> _List of tasks_
**a.** Please answer these questions about the commit:
(i) Which file does the diff change?
(ii) Who is named as co-author?
(iii) What number appears in parentheses in the title?
**b.** List every account name in the byline that precedes the hash of the commit.
**c.** From the commit, extract the passage from "[MISC] Fix misleading" to "cuda_graph_sizes[0] + 1, 8)" without any changes.

> _Selected excerpt_
[MISC] Fix misleading batch_size_capture_list when cuda_graph_sizes < 4 (#25829)

billishyahao · ProExpertProg · web-flow · commit 2518230d3eda · 2025-10-01T08:39:45.000-04:00
Signed-off-by: billishyahao &lt;bill.he@amd.com&gt;
Co-authored-by: Luka Govedic &lt;ProExpertProg@users.noreply.github.com&gt;
diff --git a/vllm/config/vllm.py b/vllm/config/vllm.py
@@ -580,9 +580,12 @@ def _set_cudagraph_sizes(self):
             not self.model_config.enforce_eager:
             cuda_graph_sizes = self.scheduler_config.cuda_graph_sizes
             if len(cuda_graph_sizes) == 1:
-                batch_size_capture_list = [1, 2, 4] + [
-                    i for i in range(8, cuda_graph_sizes[0] + 1, 8)

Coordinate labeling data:
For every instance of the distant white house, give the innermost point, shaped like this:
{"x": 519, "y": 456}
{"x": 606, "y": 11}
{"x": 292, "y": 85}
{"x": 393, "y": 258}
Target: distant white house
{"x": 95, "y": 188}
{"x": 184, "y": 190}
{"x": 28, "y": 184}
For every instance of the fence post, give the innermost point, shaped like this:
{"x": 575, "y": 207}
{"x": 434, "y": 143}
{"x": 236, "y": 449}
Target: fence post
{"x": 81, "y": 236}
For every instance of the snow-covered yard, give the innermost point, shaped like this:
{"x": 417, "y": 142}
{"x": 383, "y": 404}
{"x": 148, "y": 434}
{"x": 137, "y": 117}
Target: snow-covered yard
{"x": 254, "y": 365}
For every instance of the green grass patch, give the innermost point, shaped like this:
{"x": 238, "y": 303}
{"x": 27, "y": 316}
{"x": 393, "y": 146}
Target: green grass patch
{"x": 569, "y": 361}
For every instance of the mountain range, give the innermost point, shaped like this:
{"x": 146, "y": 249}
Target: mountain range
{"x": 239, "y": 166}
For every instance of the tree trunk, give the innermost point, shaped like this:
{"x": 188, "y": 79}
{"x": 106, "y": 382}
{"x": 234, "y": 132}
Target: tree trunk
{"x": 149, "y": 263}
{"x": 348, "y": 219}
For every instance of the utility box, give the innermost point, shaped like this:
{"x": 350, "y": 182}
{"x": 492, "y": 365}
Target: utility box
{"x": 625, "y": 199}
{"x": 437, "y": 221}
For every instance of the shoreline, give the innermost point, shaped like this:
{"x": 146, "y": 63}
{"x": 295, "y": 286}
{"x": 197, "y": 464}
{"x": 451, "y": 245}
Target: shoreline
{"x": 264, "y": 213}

> _Set of answers_
**a.**
(i) vllm/config/vllm.py
(ii) Luka Govedic
(iii) #25829

**b.**
billishyahao
ProExpertProg
web-flow

**c.**
[MISC] Fix misleading batch_size_capture_list when cuda_graph_sizes < 4 (#25829)

billishyahao · ProExpertProg · web-flow · commit 2518230d3eda · 2025-10-01T08:39:45.000-04:00
Signed-off-by: billishyahao &lt;bill.he@amd.com&gt;
Co-authored-by: Luka Govedic &lt;ProExpertProg@users.noreply.github.com&gt;
diff --git a/vllm/config/vllm.py b/vllm/config/vllm.py
@@ -580,9 +580,12 @@ def _set_cudagraph_sizes(self):
             not self.model_config.enforce_eager:
             cuda_graph_sizes = self.scheduler_config.cuda_graph_sizes
             if len(cuda_graph_sizes) == 1:
-                batch_size_capture_list = [1, 2, 4] + [
-                    i for i in range(8, cuda_graph_sizes[0] + 1, 8)